Task directions → Copy out each line of the material below that contains the word "blue".

Records for processing →

□ □ □

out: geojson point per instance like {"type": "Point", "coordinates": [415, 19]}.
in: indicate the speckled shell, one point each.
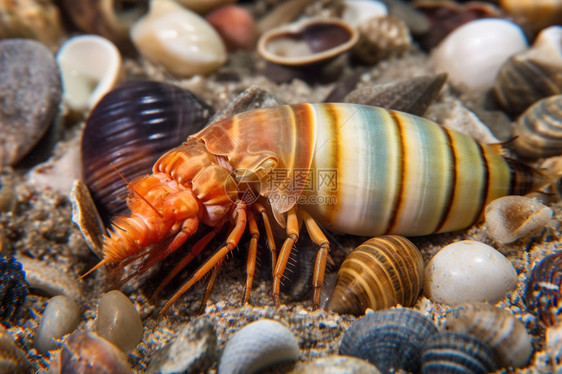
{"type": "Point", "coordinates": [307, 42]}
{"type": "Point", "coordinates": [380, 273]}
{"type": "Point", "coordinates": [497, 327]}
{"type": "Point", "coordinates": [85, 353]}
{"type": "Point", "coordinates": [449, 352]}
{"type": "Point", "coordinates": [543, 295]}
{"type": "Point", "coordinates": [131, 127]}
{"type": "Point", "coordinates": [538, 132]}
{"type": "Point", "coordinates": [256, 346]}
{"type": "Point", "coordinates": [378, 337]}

□ □ □

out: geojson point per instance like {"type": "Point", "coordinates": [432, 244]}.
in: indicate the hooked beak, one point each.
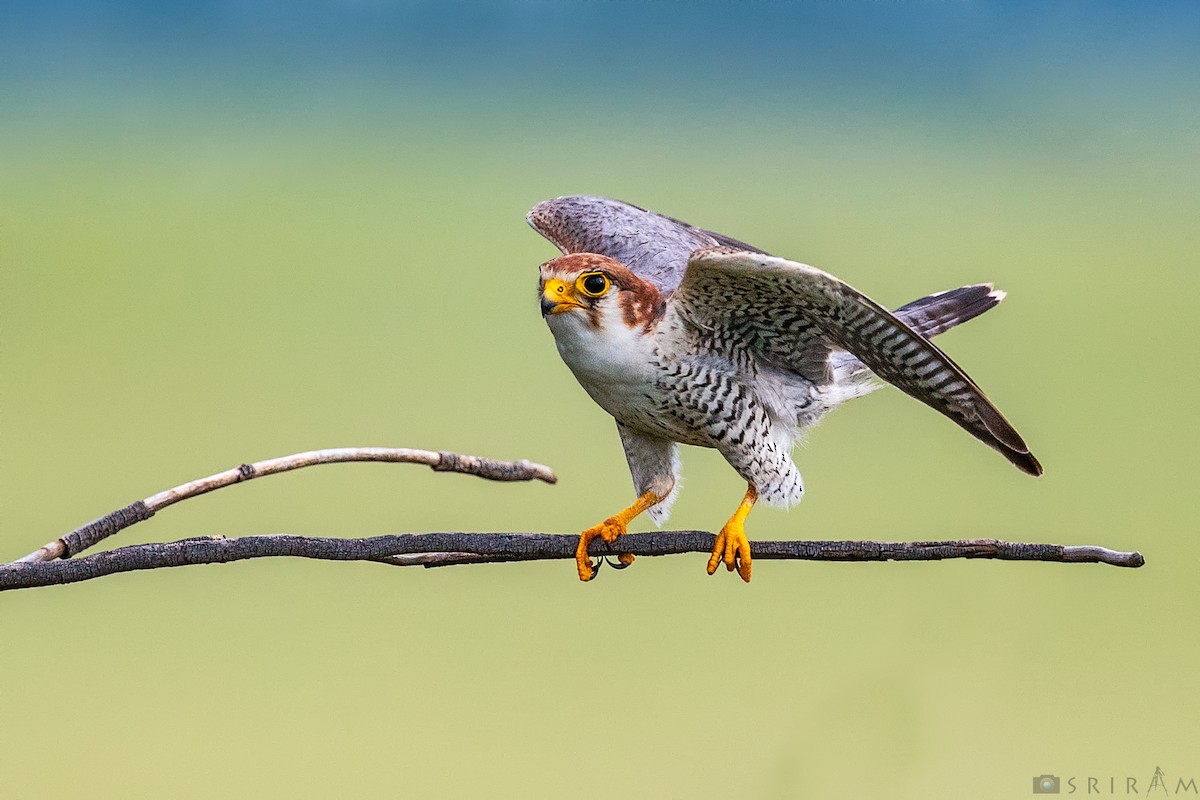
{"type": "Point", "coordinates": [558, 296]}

□ □ □

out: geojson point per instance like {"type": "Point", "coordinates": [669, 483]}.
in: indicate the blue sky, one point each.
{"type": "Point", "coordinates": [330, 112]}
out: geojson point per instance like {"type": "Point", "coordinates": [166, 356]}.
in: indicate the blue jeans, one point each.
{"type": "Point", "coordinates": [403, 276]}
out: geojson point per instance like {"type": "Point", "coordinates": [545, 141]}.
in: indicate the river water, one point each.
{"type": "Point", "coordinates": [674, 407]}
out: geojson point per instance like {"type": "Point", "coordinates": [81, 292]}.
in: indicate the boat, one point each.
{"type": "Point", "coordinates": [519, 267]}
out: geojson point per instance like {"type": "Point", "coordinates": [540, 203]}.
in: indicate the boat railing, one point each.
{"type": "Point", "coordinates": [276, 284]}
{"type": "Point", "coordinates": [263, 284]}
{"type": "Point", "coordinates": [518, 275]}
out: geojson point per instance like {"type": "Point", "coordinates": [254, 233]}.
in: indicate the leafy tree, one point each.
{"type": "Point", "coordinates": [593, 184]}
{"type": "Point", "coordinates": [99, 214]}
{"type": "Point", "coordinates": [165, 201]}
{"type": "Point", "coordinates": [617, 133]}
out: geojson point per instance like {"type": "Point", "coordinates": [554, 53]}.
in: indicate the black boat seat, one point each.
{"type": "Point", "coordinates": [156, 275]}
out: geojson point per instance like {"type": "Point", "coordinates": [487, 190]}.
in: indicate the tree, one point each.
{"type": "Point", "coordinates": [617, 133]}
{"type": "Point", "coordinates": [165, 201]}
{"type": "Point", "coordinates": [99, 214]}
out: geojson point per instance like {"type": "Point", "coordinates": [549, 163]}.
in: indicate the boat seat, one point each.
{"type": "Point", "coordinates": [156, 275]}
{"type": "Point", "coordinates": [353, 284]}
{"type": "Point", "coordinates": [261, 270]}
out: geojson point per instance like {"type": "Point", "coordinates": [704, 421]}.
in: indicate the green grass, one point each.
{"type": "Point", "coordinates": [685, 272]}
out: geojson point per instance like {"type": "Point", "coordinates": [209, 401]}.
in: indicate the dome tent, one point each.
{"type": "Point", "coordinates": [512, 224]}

□ □ □

Response to this task →
in: indicate the blue sky, one point each.
in: indicate the blue jeans, one point each.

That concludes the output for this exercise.